**Your objective**:
Copy out all of the material exactly.

**Data listing**:
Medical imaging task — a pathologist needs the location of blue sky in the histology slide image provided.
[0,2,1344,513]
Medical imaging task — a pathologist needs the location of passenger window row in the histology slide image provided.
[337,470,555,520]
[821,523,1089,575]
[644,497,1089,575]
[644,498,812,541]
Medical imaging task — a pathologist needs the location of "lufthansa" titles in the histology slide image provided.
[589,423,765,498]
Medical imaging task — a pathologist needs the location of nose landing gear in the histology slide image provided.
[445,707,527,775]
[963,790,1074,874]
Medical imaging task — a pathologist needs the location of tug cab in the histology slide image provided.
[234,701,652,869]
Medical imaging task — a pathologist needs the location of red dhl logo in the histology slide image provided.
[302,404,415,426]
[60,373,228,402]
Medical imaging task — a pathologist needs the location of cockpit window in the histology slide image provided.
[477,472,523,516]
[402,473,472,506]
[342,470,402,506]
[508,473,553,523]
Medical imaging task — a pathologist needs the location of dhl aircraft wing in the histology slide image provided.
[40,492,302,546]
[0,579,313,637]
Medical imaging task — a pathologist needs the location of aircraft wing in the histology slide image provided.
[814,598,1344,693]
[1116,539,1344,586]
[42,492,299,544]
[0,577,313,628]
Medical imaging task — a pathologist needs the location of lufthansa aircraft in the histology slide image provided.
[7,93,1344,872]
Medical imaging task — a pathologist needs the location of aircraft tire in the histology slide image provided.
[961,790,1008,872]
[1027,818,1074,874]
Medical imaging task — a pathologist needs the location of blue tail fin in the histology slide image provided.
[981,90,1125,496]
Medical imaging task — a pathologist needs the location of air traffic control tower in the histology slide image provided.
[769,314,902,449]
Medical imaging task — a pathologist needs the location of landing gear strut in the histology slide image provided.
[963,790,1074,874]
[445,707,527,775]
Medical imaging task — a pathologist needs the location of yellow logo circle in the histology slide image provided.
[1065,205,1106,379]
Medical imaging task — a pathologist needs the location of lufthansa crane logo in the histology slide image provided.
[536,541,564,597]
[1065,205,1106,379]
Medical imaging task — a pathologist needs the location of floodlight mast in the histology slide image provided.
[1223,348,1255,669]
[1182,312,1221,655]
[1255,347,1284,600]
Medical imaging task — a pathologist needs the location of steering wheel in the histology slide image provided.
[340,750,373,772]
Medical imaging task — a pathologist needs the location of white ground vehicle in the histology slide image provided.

**Worked answer**:
Medical imaging task — a pathologist needs the location of blue sky in the histology slide image provided.
[0,2,1344,513]
Medical imaging task — a pathologist needs the location of passenger window row in the histology slide image provided.
[337,470,555,520]
[821,523,1089,575]
[644,497,1089,575]
[644,498,812,541]
Medical imaging task — a pathologist needs the location of "lufthansa" titles in the histology slide image provided.
[589,423,765,498]
Medical imaging task — a pathologist needs the location of nose landing gear in the histology slide image provided.
[445,707,527,775]
[963,790,1074,874]
Medical imaging task — a pathologist needs the location of tug cab in the histology slide image provided.
[234,701,652,869]
Medical imaging task — a pathologist needs the location of red dhl logo in the histology slide image provided.
[302,404,415,426]
[60,373,228,402]
Medical imaging task — a pathologist needs the location of cockpit window in the histology slide image provided.
[477,472,523,516]
[402,473,472,506]
[342,470,402,506]
[508,473,553,523]
Medical imaging task — a pathologist needs the location of dhl aircraft wing in the histology slide image provided.
[40,492,302,546]
[0,579,313,637]
Medical imaging task — a pathologist needs the location of aircraft wing in the histology slide image provided.
[814,598,1344,693]
[1116,539,1344,586]
[42,492,299,544]
[0,577,313,628]
Medical imaging task — a pathologist needs the location of lufthansa aircraft in the histology slide image provided.
[7,93,1344,872]
Medical imaging task — a pathologist needs the location of aircraft tire in the histology slide image provided.
[961,790,1008,872]
[1027,818,1074,874]
Medical imaging task — a pathologist needs the location of blue tail fin in the histology slide image provided.
[981,90,1125,496]
Medical imaging task — a pathologist needs the location of air traffic control tower in the histology slide image provided.
[769,314,902,449]
Medical imaging task — a pathologist needs the location of landing gear strut in the histology slide image provided.
[963,790,1074,874]
[445,707,527,775]
Medical imaging task — a pathologist needs the location of yellow logo circle in the histology slide image provided.
[1065,205,1106,379]
Medical imaging task — a pathologist needs the location of lufthansa crane logo in the histology slide image provided.
[536,541,564,597]
[1065,205,1106,379]
Medical imaging task — a pathologist needs the location of floodlight mast in the histology slide image provided.
[1223,348,1255,669]
[1182,312,1221,655]
[1255,347,1284,600]
Medical imaging task — a pathologist needs the location of steering wheel in the histology slide image provided.
[340,750,373,772]
Medical imaging task — a pathologist needs the location of white ground vehicle in the histology slide image provided.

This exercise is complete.